*ABOUT THIS EXERCISE*:
Please give again every entry exactly as it appears, setting aside the pictures.

*SUPPLIED MATERIAL*:
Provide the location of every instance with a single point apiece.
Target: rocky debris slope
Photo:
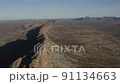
(33, 60)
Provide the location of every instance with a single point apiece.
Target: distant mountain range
(99, 18)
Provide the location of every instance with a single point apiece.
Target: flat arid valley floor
(101, 40)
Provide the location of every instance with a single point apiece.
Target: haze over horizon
(47, 9)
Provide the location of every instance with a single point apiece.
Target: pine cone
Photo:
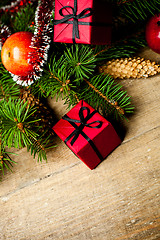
(130, 68)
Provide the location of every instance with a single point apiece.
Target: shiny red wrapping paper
(98, 25)
(91, 138)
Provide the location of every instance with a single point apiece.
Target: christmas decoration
(90, 136)
(153, 33)
(4, 34)
(14, 6)
(130, 68)
(72, 72)
(15, 53)
(91, 22)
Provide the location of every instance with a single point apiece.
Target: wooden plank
(63, 199)
(118, 200)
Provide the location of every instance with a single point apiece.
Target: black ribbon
(79, 129)
(85, 13)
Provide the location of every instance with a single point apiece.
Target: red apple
(153, 33)
(15, 52)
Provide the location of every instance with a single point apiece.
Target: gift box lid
(96, 15)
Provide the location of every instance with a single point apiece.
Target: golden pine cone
(43, 111)
(130, 68)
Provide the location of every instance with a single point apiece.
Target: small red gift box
(82, 21)
(89, 135)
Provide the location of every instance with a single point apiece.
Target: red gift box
(82, 21)
(89, 135)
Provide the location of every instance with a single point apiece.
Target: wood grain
(63, 199)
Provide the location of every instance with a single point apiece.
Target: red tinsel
(40, 43)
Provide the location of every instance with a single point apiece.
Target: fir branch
(80, 61)
(121, 48)
(24, 19)
(17, 123)
(108, 96)
(56, 82)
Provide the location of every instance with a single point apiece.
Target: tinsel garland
(15, 6)
(40, 43)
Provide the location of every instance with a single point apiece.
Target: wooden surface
(63, 199)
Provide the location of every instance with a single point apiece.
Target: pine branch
(108, 96)
(16, 123)
(7, 86)
(136, 10)
(24, 19)
(80, 61)
(56, 82)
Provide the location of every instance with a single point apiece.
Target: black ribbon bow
(85, 13)
(79, 129)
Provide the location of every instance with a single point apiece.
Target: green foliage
(23, 19)
(16, 123)
(80, 61)
(104, 94)
(138, 10)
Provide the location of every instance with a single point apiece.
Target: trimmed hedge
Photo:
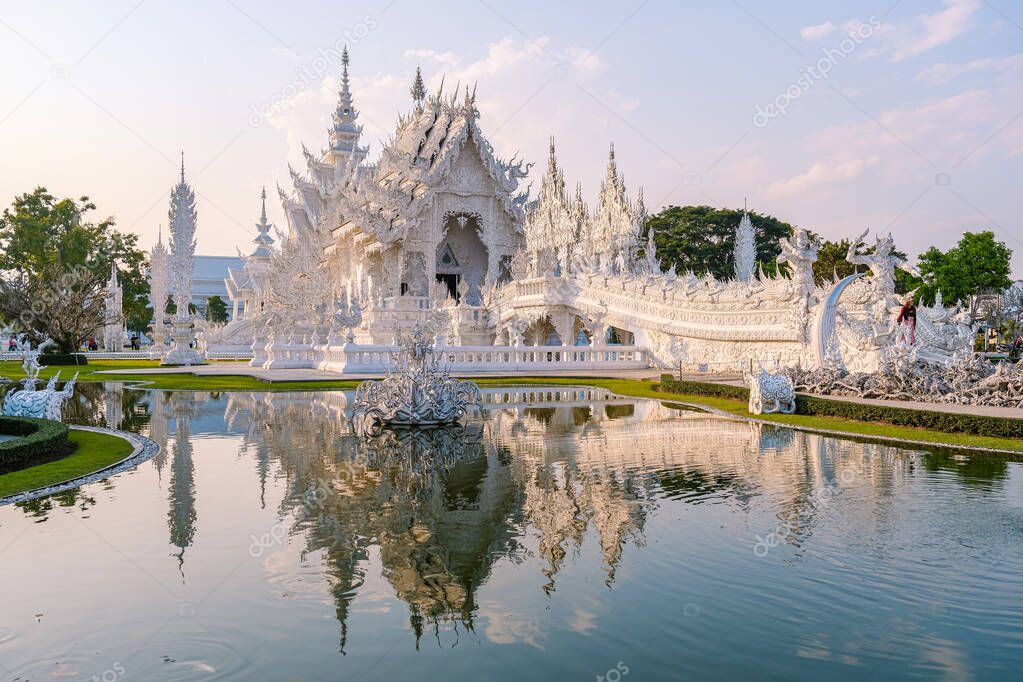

*ANSWER TO THE EXERCISE*:
Provide the location of every instance with a single point apiece.
Target: rocky debris slope
Photo:
(33, 60)
Provide the location of every instance with a single point apiece.
Target: distant mountain range
(99, 18)
Provide the location of every instance with a single point apiece.
Target: flat arid valley floor
(101, 40)
Provide the location of every instance with a single point apiece.
Target: haze over horizon
(47, 9)
Provide the location of every instance with a single point apiece.
Target: pine cone
Photo:
(130, 68)
Provide the location of every instance with a single point apiece.
Target: shiny red wrapping paper
(98, 25)
(91, 138)
Provide the location of every instance with a single point apiece.
Target: christmas decoration
(90, 136)
(153, 33)
(4, 34)
(14, 6)
(130, 68)
(72, 72)
(15, 53)
(91, 22)
Provide the location of every instance with a single point apiece.
Target: wooden plank
(63, 199)
(118, 200)
Provide the location of every instance with a single point apiece.
Target: black ribbon
(79, 129)
(85, 13)
Provide the location of every instance with a single point apiece.
Target: red apple
(153, 33)
(15, 52)
Provide the location of every instance with a single point apiece.
Target: gift box lid
(96, 15)
Provide the location of every instance with a single point apiece.
Target: golden pine cone
(43, 111)
(130, 68)
Provide the location of every instance with a single point apiece.
Target: small red gift box
(82, 21)
(89, 135)
Provide the location of every instance with a single point apiece.
Target: red gift box
(82, 21)
(89, 135)
Provide the location of every instance with a single point apiece.
Target: wood grain
(63, 199)
Provide the location of every instance with a single point apiece.
Target: red tinsel
(40, 43)
Provide the location of every instance with a single point apiece.
Target: fir branch
(80, 61)
(121, 48)
(24, 19)
(17, 123)
(108, 96)
(56, 82)
Provide the location of every instance with a single point apiece.
Target: tinsel garland
(15, 6)
(40, 43)
Provide the location of every instance with a single point apiece.
Target: wooden surface
(63, 199)
Provide the location of every instance with a single point apiece.
Target: pine branch
(108, 96)
(16, 123)
(7, 86)
(136, 10)
(24, 19)
(80, 61)
(56, 82)
Provide the location of every instance with a single point apiece.
Target: black ribbon bow
(85, 13)
(79, 129)
Provide the location of every instance with a single point apiece.
Target: green foliage
(23, 19)
(16, 123)
(80, 61)
(104, 94)
(138, 10)
Provide the location of every instance with a single point apiece.
Target: trimmed hedge
Photo:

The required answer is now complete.